Reading passage
%%
My Role in Bringing Tech to Court
In 2017, the Federation of Defense & Corporate Counsel (FDCC) recognized the advantages technology offered in trial presentation. Our members knew law firms all over the country were going to increasingly incorporate technology in their research, management of information, and storytelling at trial. We decided as an organization that we needed to teach the latest software and tech tools to our peers, and I have been fortunate to play a role in this effort.
The attorneys who are invited to join the FDCC are at the top of their game as trial lawyers. However, in the past, that didn’t always mean these same lawyers were personally maximizing their use of technology. We wanted to help people become better visual storytellers with technology. The FDCC Evolve program was created to help educate and train trial lawyers and corporate counsels on how technology can improve their daily practice and presentation. During the FDCC’s concentrated three-day FedTechU sessions, members can get certified as Technology Master Advocates.
In many ways, the pandemic has helped push lawyers to embrace technology. Law firms that used to be reluctant to utilize cloud-based services and collaboration apps now incorporate ShareFile, DropBox, TrialLine, Microsoft Teams, and Zoom into their daily operations. Attorneys who have previously recognized and embraced the use of advanced technology as part of their practice, especially the FDCC’s FedTechU alumni, have not only excelled in the courtroom but also at working from their home offices and kitchen tables during the past two years.
Next Level Lawyering
As 2022 dawns, the legal industry should take inventory of what we’ve learned during the pandemic and how we can take this new model to the next level of service. We need to prepare now and become part of developing these new elements of our practice to maintain our differentiation as well as the upper hand, while we serve our clients. To set ourselves apart from our competitors, we need to take the next, natural step toward what I call Next-Level Lawyering.
This concept of Next Level Lawyering is a mindset as much as a practice. It’s about embracing an attitude of openness and being receptive to learning. It’s a state that allows us to imagine a future where we’re able to evaluate a witness’ truthfulness through facial recognition technology as much as our instincts. This mindset encourages us to consider using an augmented reality presentation where the jury can view a pre-recorded visual piece of information, using headsets, and spend time in the scene virtually while we describe the scene for them.
There’s a lot of innovative technology out there. As lawyers, we need to be open and think creatively about how we can use these tools in the courtroom and our offices.
And a note on AI for those who may be skeptical. AI is increasingly part of what we do every day. It influences the data we gather, the results we get from that data, and the predictive outcomes that come from it. In terms of the audiences, we’re presenting to, AI can even tell us if certain information we are considering is going to be received well or not.
A Tool, Not a Substitution
I’m at a late stage in my career, and I’m still completely fascinated by how trial attorneys can be more persuasive and how technology can help us in doing so. The heart of what we do is never going to be machined out. Our ability to connect verbally with someone, to put together a persuasive story, and then stand up and tell our stories well cannot be programmed or coded. That human interaction element of what we do with the jury is timeless. However, I also firmly believe technology is an essential tool that will take us to the next level of storytelling and the next level of lawyering.
%%
Work request
Rewrite the piece on bringing tech to court between "My Role in Bringing" and "in this effort.", inclusive, putting "innovation" wherever "technology" appears.

The data
%%
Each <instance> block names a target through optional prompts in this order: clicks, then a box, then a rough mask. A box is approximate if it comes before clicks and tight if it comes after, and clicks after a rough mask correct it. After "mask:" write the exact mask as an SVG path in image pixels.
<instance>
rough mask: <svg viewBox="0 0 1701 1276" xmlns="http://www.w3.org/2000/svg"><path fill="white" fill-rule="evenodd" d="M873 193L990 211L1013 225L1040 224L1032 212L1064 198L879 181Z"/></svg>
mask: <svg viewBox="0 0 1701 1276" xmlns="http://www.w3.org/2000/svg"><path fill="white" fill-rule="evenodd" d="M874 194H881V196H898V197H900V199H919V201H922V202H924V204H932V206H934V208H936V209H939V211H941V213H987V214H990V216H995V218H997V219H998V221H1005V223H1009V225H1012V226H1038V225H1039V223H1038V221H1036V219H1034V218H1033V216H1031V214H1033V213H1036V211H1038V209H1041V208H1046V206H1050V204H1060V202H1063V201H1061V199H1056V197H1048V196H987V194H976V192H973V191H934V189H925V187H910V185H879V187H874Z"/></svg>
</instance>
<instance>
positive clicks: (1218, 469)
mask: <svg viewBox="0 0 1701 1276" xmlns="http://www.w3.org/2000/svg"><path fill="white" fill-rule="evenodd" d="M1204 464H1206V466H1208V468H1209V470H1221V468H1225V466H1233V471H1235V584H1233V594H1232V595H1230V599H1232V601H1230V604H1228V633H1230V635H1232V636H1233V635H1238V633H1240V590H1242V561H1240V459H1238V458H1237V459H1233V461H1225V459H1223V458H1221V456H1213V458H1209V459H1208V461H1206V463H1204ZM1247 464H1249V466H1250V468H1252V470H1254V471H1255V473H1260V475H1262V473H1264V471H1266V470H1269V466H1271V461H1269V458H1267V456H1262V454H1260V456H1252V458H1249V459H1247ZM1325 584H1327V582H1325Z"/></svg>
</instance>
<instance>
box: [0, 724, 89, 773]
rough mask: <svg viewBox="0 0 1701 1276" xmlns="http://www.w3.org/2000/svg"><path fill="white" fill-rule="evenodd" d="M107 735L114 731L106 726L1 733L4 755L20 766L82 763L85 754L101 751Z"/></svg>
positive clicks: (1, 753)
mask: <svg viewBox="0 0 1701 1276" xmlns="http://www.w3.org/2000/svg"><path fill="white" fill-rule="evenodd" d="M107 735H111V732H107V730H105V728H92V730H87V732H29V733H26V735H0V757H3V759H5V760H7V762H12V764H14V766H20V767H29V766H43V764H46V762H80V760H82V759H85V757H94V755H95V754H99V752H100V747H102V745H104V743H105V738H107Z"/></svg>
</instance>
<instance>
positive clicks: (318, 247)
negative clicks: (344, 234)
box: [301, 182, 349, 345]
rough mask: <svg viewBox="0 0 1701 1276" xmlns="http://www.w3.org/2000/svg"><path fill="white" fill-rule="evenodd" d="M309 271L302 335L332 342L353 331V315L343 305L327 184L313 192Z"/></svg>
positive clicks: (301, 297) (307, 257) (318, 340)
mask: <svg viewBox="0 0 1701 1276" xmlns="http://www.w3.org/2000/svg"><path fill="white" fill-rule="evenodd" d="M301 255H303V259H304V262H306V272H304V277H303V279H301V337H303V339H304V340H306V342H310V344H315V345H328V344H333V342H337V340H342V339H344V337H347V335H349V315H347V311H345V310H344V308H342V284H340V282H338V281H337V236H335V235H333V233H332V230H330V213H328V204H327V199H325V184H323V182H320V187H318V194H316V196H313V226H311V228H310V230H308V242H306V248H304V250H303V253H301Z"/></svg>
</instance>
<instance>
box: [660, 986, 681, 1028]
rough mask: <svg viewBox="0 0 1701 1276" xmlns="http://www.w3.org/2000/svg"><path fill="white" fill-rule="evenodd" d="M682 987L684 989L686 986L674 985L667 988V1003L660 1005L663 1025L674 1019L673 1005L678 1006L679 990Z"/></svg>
%%
Result of the exercise
My Role in Bringing Tech to Court
In 2017, the Federation of Defense & Corporate Counsel (FDCC) recognized the advantages innovation offered in trial presentation. Our members knew law firms all over the country were going to increasingly incorporate innovation in their research, management of information, and storytelling at trial. We decided as an organization that we needed to teach the latest software and tech tools to our peers, and I have been fortunate to play a role in this effort.